Written problem »
Every entry must be copied word for word.

Data extract »

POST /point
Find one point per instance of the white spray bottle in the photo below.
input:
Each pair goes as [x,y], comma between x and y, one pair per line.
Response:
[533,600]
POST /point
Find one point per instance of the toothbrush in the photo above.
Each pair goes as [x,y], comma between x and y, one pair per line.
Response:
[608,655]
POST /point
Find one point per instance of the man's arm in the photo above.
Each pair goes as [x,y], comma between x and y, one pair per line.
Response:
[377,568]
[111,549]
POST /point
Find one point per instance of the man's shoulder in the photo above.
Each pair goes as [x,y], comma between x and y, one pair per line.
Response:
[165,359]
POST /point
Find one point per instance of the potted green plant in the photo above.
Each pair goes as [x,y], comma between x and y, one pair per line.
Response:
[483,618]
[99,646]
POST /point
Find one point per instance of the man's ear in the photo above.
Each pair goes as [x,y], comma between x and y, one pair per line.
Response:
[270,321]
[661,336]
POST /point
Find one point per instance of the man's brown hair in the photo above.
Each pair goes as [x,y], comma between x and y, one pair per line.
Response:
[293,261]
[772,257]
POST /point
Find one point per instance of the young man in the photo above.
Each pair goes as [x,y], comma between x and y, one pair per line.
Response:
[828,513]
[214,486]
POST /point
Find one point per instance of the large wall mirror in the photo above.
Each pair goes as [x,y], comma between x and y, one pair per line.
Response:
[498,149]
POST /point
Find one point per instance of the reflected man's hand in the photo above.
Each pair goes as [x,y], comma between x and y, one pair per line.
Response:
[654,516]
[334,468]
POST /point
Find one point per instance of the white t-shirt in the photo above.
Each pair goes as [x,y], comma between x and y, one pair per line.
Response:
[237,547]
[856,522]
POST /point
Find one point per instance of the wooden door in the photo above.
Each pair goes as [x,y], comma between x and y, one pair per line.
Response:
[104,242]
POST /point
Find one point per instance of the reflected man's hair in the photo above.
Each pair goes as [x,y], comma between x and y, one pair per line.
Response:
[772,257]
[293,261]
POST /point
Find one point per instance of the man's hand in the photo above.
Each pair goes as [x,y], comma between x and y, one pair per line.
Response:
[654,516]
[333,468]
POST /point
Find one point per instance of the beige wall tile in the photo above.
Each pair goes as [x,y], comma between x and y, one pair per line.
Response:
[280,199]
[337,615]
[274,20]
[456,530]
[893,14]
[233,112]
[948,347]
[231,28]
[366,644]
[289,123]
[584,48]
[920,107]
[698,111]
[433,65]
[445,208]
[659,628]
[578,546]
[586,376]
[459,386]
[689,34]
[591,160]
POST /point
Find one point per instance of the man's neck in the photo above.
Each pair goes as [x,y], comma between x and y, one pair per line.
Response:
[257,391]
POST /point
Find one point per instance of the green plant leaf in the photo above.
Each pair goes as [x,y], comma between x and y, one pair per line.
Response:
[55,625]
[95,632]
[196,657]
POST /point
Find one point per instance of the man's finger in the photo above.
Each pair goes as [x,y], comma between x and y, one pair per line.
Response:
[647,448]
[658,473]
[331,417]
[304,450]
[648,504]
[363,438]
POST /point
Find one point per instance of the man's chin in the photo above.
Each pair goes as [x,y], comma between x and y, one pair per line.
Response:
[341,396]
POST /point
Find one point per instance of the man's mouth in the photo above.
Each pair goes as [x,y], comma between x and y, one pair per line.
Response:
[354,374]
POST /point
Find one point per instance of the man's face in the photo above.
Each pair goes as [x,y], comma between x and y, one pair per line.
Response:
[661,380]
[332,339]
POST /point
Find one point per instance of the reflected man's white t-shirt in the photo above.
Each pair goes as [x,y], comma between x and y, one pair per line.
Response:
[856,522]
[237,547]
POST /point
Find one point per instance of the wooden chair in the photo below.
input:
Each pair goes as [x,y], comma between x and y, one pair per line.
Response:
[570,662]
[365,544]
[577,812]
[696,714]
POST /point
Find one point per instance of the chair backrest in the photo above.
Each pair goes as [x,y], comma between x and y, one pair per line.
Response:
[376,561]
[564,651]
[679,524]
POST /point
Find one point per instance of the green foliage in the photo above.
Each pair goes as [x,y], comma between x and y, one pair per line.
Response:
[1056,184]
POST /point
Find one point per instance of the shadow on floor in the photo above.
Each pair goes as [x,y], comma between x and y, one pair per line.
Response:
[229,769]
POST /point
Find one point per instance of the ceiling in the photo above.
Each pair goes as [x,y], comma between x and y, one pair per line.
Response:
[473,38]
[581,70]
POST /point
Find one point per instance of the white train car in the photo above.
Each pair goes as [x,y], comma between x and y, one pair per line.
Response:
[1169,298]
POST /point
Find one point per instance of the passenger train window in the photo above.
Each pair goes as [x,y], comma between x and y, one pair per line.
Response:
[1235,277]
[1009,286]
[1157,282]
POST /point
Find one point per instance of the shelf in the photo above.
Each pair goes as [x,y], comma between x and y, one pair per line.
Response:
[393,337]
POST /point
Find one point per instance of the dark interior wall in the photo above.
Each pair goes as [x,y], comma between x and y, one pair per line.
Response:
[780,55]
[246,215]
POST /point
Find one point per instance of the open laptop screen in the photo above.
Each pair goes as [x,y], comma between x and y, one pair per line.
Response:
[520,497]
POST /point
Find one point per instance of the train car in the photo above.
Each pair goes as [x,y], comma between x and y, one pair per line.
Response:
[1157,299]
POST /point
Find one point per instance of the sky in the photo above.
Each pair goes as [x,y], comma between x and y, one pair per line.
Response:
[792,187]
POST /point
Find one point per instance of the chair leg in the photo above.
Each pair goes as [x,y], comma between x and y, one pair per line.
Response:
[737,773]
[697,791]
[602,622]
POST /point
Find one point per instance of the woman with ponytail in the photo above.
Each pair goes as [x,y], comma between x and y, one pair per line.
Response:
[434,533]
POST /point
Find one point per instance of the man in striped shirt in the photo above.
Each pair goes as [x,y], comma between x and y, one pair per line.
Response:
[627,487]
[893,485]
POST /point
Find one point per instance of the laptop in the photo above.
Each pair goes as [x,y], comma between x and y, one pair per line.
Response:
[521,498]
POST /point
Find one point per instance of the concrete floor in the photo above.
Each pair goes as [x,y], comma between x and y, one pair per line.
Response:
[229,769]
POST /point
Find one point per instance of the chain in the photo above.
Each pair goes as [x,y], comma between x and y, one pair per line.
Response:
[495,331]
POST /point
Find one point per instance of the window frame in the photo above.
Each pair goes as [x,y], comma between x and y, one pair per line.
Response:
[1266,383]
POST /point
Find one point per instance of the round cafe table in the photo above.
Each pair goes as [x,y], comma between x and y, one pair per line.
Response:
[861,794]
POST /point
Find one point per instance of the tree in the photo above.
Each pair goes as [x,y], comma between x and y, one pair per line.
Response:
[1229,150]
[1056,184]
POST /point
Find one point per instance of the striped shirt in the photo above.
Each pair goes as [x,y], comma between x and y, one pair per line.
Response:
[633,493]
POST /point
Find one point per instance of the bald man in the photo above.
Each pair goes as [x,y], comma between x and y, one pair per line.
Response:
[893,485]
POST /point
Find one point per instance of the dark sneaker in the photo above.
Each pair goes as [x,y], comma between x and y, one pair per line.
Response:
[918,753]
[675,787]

Complete answer »
POST /point
Find one point per instance of the white spray bottle in the photo below.
input:
Each pair goes as [x,y], comma between x and y, one pair per line.
Response:
[533,600]
POST /point
Find one point per instance of the toothbrush in the photo above.
Each pair goes as [x,y], comma between x and y, one pair per line.
Response:
[608,655]
POST /point
Find one point per instance of the man's arm in the photo above.
Each pair goes as [x,y], comma between x and y, one pair per line.
Response:
[377,568]
[111,549]
POST /point
Find one point per instance of the man's shoulder in the photo above.
Each pair goes as [x,y], comma between x and y, one pair per line.
Response:
[165,359]
POST /point
Find one point per instance of the potted green plant in the photo above.
Each pair goes as [x,y], comma between x and y, one pair per line.
Response:
[483,618]
[99,646]
POST /point
Find one point per instance of the man's ear in the photo above.
Each pair goes as [x,y], comma between x and y, one pair per line.
Response:
[270,321]
[661,336]
POST /point
Find one point per instance of the man's brown hair in the photo above.
Each pair goes as [x,y], comma between x and y, one pair per line.
Response:
[293,261]
[772,257]
POST /point
Find one point per instance of the young man in the photo above.
Each pair goes as [x,y], comma between x and y, one pair per line.
Response:
[828,513]
[214,486]
POST /point
Find one point per instance of the large wall mirror in the photo above.
Each pair goes as [x,y], comma between x and y, one pair per line.
Response:
[498,149]
POST /point
Find one point per instance of the reflected man's hand in the photo above.
Each pair goes as [x,y], comma between x and y, one pair per line.
Response:
[654,516]
[334,468]
POST /point
Find one point per instance of the white t-shirt in the photo above.
Each pair goes as [x,y], comma between x and y, one pair per line.
Response:
[237,547]
[856,522]
POST /point
Find one point per instance of the wooden door in the photo above.
Each pair goes as [x,y], comma between x and y, one pair per line.
Response:
[104,242]
POST /point
Find one point per instance of the reflected man's hair in the photo above.
Each pair goes as [x,y], comma between x and y, one pair per line.
Response:
[772,257]
[293,261]
POST /point
Find one point per instance of the man's hand in the photo above.
Each pair goes as [x,y], comma between x and y, one pair per line.
Response:
[654,516]
[333,468]
POST /point
Find one point per instance of the beige wall tile in the photo above.
Each pair goes as [x,y], comma between x and y, one pair per line.
Response:
[280,199]
[337,615]
[274,20]
[456,530]
[893,14]
[233,112]
[948,347]
[231,28]
[366,644]
[289,123]
[584,48]
[920,107]
[698,111]
[433,65]
[445,208]
[659,628]
[578,546]
[586,376]
[459,386]
[689,34]
[591,160]
POST /point
Find one point per instance of the man's neck in the photo above.
Each pair goes as [x,y], comma between x and y, one pair per line.
Response:
[257,391]
POST /point
Find one point per instance of the green plant leaf in the photo above.
Each pair goes as [x,y], comma between x and y, one pair per line.
Response:
[55,625]
[95,632]
[196,657]
POST /point
Find one point per instance of the man's finger in the photo above.
Each pair goes as [x,y], comma between x and y, one pair per line.
Response:
[647,448]
[658,473]
[331,417]
[304,450]
[648,504]
[363,438]
POST /point
Find one point per instance of the man's chin in the photo above.
Each pair goes as [x,y], comma between x and y, one pair per line.
Response:
[341,396]
POST /point
Find one point per instance of the man's mouth in the photo above.
Each pair goes as [x,y], comma between x and y, one pair per line.
Response:
[354,374]
POST /point
Find one point per instance of the man's face in the photo above.
Each pair goes as [x,y], comma between x and y, one pair per line.
Response:
[661,380]
[332,339]
POST /point
Find one point per instance of the reflected man's white t-shirt in the photo above.
Each pair goes as [x,y], comma between x and y, one pair per line.
Response:
[856,522]
[237,547]
POST /point
Find one point per instance of the wooden chair in the photo below.
input:
Each pair goes as [x,y], comma between x and y, one pair per line.
Response:
[570,662]
[365,544]
[577,812]
[696,714]
POST /point
Find one point per instance of the chair backrest in the photo above.
Each pair goes as [x,y], comma between x and y, one pair per line.
Response:
[376,561]
[564,651]
[679,524]
POST /point
Find one point per instance of the green foliage in the photo above.
Each pair goes as [x,y], comma between x and y, one pair per line.
Response:
[1056,184]
POST /point
Find one point per instance of the shadow on floor in the photo above.
Each pair goes as [x,y], comma between x and y, one pair per line.
Response:
[229,769]
POST /point
Find one point per instance of the ceiling in the photo above.
Each pair goes as [x,y], comma between x and y, one pair per line.
Response:
[473,38]
[581,70]
POST /point
Find one point per instance of the white train car in the photo above.
Each pair goes as [x,y], comma between x and y, one pair per line.
Response:
[1169,298]
POST /point
Find one point per instance of the passenger train window in the photo above.
Each pair goes as [x,y], comma between x and y, one pair per line.
Response:
[1235,277]
[1009,286]
[1157,282]
POST /point
Find one point per instance of the shelf in the photo above.
Each pair goes as [x,y], comma between x and y, one pair per line.
Response:
[393,337]
POST /point
Find one point per instance of the dark interior wall in the photo above.
Each pair goes as [x,y], comma between x and y, one pair per line.
Response:
[780,55]
[246,215]
POST /point
Find one point per instance of the open laptop screen in the photo above.
Each pair goes as [x,y], comma between x and y, one pair per line.
Response:
[520,497]
POST /point
Find one point per instance of the train car in the photo above.
Each pair goes as [x,y], comma between x and y, one pair per line.
Response:
[1157,299]
POST /point
Find one point per instance of the sky in the photo above.
Each pair goes as [x,y], comma between x and y, one pair per line.
Response:
[792,187]
POST /point
Find one point per instance of the chair leg in the photo above.
Each pair goes as [x,y], comma between x and y, one pair per line.
Response:
[737,773]
[697,791]
[602,622]
POST /point
Find one point per instance of the woman with ponytail in the photo above.
Each pair goes as [x,y], comma between x and y, one pair per line.
Response:
[434,533]
POST /point
Find one point per instance of the man in striped shirt in the photo above.
Each pair goes as [x,y], comma between x and y, one pair per line.
Response:
[627,487]
[893,485]
POST /point
Find one point per instance of the laptop in the photo above.
Each pair goes as [x,y], comma between x and y, one pair per line.
Response:
[521,498]
POST /point
Find one point per instance of the concrete floor in the photo above.
Each pair goes as [x,y], comma between x and y, one pair per line.
Response:
[229,769]
POST /point
Find one point per instance of the chain in the photo above.
Each pair goes as [x,y], comma between x and y, one pair per line.
Response:
[495,331]
POST /point
Find one point per instance of the window frame in the photo above.
Each pair goes as [x,y], comma between x and y, one pair per line.
Response:
[1266,383]
POST /point
Find one point per instance of the round cafe table in the photo above.
Each pair goes as [x,y], comma between x and y, one pair per line.
Response:
[861,794]
POST /point
Find one point per instance of the tree in the photo above.
Each pair goes as [x,y], comma between x and y, one pair per line.
Response:
[1229,150]
[1056,184]
POST /point
Find one point per instance of the striped shirt in the photo above.
Each pair goes as [x,y], comma between x and y, one pair per line.
Response:
[633,493]
POST /point
Find one point per instance of the bald man in the photo above.
Each pair goes as [x,y], comma between x and y, one pair per line.
Response:
[893,485]
POST /point
Find one point per instance of the dark sneaker in the photo above.
Each pair goes as [x,y], comma between x and y, one pair per line.
Response:
[918,753]
[675,787]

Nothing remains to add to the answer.